> [Goal of the exercise]: Locate the word "boat" in the data below, then copy every line that holds it.

> [Items from a data source]:
--- START ---

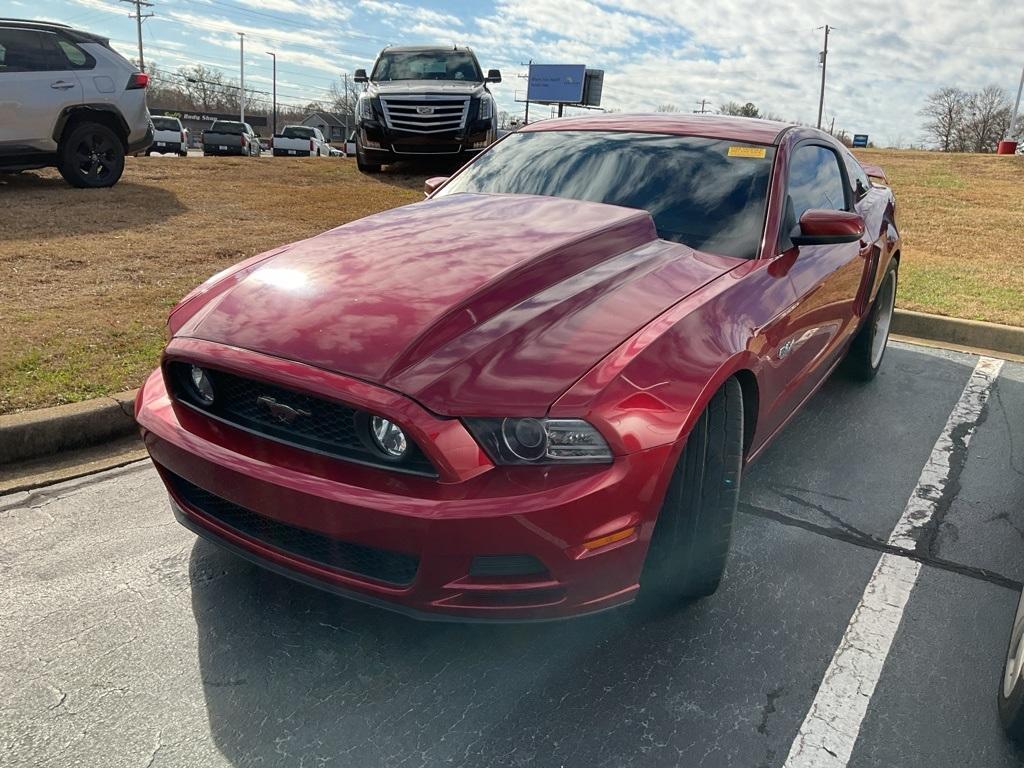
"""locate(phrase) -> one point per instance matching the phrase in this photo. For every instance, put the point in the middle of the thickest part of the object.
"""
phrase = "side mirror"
(432, 183)
(825, 227)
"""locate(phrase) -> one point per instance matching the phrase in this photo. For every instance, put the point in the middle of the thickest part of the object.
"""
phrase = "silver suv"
(69, 100)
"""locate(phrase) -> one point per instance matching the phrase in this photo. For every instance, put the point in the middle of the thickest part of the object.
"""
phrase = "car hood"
(419, 87)
(472, 304)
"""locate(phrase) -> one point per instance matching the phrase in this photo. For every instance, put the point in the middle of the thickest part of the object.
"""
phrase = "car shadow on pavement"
(72, 212)
(289, 672)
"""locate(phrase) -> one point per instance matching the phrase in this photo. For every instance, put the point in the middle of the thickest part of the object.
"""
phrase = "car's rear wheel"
(91, 156)
(1011, 696)
(868, 346)
(691, 538)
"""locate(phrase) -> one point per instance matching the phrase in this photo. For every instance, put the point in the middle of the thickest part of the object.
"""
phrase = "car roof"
(77, 36)
(751, 130)
(417, 48)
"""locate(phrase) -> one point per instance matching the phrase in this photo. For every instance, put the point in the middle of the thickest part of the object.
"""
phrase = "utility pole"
(525, 120)
(273, 123)
(1017, 107)
(823, 56)
(242, 81)
(139, 16)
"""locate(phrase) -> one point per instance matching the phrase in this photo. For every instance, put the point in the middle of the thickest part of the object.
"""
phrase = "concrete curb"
(954, 331)
(37, 433)
(51, 430)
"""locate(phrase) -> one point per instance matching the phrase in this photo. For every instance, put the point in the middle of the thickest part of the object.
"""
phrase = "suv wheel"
(91, 156)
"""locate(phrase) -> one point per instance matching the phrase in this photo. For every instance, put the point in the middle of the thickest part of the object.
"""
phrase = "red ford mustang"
(532, 394)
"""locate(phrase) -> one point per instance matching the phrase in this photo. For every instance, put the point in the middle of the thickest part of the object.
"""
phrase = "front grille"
(320, 425)
(380, 564)
(425, 114)
(427, 148)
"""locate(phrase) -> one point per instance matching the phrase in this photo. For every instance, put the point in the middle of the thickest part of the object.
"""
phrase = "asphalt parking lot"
(127, 641)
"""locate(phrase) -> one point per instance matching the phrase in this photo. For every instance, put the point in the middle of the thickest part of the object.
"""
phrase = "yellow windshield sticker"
(748, 152)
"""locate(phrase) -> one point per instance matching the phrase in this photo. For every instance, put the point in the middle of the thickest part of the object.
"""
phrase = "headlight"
(365, 109)
(486, 108)
(540, 440)
(388, 437)
(202, 387)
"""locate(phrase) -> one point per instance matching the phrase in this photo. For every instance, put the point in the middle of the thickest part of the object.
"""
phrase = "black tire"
(691, 538)
(1011, 695)
(91, 156)
(363, 165)
(864, 358)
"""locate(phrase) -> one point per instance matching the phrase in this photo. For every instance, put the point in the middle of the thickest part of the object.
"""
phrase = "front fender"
(652, 388)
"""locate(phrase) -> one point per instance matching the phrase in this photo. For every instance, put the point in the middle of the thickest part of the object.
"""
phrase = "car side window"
(23, 50)
(76, 57)
(815, 180)
(858, 179)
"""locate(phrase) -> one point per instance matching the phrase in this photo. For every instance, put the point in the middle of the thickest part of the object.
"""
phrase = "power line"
(139, 16)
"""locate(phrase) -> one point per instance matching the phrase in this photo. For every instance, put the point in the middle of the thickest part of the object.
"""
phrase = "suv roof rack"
(37, 23)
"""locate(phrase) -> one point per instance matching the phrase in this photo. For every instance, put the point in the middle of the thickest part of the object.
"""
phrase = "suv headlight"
(486, 108)
(540, 440)
(364, 109)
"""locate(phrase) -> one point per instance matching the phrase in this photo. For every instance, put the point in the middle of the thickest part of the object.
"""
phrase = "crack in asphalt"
(868, 542)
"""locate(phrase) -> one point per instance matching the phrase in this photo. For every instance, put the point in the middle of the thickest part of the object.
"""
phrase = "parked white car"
(300, 140)
(168, 136)
(69, 100)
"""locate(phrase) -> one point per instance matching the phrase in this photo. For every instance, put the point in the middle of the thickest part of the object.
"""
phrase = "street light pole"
(824, 61)
(242, 81)
(274, 91)
(1017, 107)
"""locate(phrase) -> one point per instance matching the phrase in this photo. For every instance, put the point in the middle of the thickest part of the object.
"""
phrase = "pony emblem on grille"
(279, 411)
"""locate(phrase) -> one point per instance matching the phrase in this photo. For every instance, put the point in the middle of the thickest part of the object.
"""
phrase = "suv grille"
(379, 564)
(425, 114)
(320, 425)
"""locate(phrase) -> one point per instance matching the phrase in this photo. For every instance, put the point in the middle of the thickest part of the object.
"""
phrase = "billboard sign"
(593, 87)
(556, 83)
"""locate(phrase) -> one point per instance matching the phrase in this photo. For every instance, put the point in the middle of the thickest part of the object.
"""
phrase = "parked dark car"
(231, 137)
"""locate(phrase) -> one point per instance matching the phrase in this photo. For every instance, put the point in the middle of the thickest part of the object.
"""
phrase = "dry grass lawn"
(962, 217)
(87, 276)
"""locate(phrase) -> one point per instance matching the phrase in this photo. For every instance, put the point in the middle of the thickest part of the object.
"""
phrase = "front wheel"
(363, 165)
(1011, 696)
(864, 357)
(91, 156)
(691, 538)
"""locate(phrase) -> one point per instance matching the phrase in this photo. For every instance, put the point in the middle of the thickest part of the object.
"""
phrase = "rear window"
(222, 126)
(707, 194)
(166, 124)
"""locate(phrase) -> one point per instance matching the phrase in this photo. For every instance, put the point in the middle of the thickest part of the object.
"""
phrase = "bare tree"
(743, 111)
(946, 112)
(987, 119)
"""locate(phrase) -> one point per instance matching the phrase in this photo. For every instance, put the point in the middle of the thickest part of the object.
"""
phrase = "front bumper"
(473, 510)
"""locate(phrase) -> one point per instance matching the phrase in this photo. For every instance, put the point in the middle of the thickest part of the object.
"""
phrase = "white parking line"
(830, 728)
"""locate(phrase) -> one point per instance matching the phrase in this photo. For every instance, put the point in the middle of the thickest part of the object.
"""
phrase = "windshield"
(224, 127)
(166, 124)
(707, 194)
(440, 65)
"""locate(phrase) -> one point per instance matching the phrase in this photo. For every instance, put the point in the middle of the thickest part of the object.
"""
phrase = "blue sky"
(885, 55)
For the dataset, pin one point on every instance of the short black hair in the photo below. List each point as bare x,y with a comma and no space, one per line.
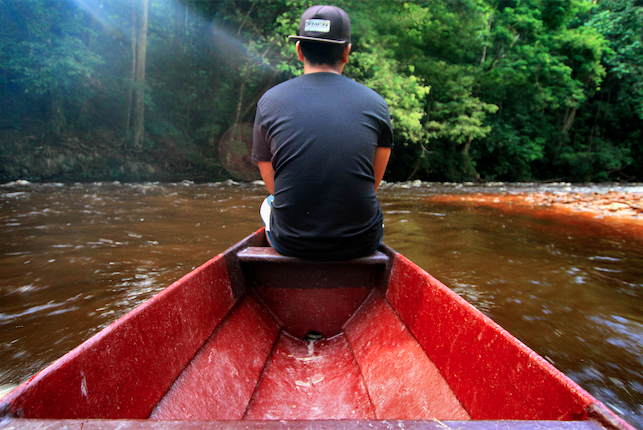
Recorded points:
318,53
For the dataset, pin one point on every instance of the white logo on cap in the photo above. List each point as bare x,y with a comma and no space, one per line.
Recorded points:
317,25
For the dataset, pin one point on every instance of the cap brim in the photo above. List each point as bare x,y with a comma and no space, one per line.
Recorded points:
317,39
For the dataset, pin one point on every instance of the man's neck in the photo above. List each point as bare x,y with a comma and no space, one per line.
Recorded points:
317,68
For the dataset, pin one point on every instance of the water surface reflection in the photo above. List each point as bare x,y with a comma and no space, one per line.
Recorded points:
76,257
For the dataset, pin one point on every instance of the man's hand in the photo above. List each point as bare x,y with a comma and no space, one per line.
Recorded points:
268,175
382,154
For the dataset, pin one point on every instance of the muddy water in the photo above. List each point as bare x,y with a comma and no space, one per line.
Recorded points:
73,258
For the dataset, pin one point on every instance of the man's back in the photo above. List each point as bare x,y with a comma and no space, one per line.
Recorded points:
320,131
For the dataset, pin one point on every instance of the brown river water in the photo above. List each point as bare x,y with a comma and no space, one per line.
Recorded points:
75,257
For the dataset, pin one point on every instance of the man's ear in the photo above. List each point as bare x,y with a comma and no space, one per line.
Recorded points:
299,53
347,51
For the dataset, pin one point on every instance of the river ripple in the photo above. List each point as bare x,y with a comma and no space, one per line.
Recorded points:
75,257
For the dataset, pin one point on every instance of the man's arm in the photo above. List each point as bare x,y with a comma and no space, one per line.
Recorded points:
380,162
268,175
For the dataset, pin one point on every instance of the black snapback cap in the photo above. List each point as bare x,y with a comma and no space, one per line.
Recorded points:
324,23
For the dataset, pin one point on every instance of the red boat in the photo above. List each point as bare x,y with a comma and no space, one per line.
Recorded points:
253,339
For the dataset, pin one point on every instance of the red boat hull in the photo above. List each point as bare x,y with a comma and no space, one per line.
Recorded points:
226,344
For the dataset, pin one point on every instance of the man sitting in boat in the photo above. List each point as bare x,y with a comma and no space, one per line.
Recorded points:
322,142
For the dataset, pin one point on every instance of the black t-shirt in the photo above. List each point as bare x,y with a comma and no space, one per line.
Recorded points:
320,132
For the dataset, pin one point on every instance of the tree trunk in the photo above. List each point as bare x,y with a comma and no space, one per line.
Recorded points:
130,90
139,81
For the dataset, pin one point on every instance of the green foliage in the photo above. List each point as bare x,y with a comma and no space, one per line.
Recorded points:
477,89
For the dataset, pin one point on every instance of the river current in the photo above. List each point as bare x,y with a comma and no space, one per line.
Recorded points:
75,257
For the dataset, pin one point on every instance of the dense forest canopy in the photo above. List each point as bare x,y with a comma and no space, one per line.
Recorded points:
507,90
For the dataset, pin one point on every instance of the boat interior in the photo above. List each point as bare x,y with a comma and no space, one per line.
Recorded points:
254,335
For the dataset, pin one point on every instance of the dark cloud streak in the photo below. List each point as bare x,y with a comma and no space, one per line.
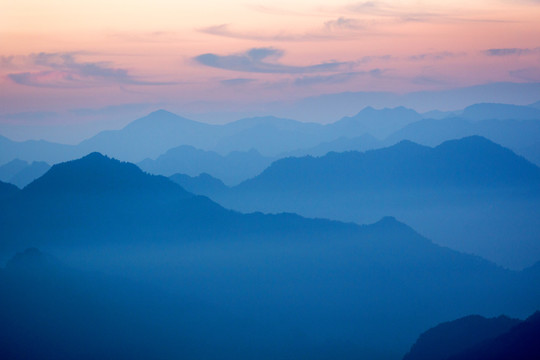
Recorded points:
264,60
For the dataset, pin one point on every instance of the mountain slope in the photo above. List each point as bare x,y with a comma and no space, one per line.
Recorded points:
378,123
451,338
488,111
36,150
22,173
310,285
520,343
150,136
232,168
466,194
517,135
473,161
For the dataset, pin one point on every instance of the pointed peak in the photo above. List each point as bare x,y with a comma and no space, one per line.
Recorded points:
161,112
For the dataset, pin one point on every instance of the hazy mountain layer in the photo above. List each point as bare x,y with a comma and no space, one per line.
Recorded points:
286,286
468,194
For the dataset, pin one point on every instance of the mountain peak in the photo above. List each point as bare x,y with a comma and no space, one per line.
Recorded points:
98,173
161,112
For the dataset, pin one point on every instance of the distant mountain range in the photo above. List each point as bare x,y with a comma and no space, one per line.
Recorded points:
372,288
232,168
516,127
478,338
466,194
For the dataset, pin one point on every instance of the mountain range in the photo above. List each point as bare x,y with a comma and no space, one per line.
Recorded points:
151,136
287,286
466,194
475,337
22,173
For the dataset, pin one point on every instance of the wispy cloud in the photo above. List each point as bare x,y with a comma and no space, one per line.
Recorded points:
512,51
237,82
335,78
343,23
64,70
394,12
441,55
264,60
340,28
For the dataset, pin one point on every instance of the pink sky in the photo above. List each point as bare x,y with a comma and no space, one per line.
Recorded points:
58,55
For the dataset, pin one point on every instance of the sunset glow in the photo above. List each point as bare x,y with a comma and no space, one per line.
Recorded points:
59,55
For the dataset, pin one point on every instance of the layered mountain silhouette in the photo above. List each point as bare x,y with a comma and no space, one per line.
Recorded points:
309,286
378,123
475,337
22,173
512,126
518,135
201,184
466,194
232,168
488,111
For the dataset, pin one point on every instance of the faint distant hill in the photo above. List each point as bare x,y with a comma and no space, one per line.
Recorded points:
471,161
320,108
342,144
478,338
232,168
22,173
323,277
465,193
378,123
150,136
160,131
35,150
488,111
450,338
202,184
518,135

--- END ---

> [Answer below]:
For the dataset, pin one point on every instance of the red boat in the photo above. List each point as bare x,y with a comma and no space, one per line.
For the dataset, pin one point on every instance of the red boat hull in the photo above. List each point as bare x,y with a comma and no space, one per line.
For the dataset, pin one point on every instance of the man sitting in boat in the photo above. List each point as bare x,y with a comma and no space, one per line.
For the dataset, pin one point on every instance of the boat interior in the photo above. List each point as bare x,y with a comma and no space, one per line.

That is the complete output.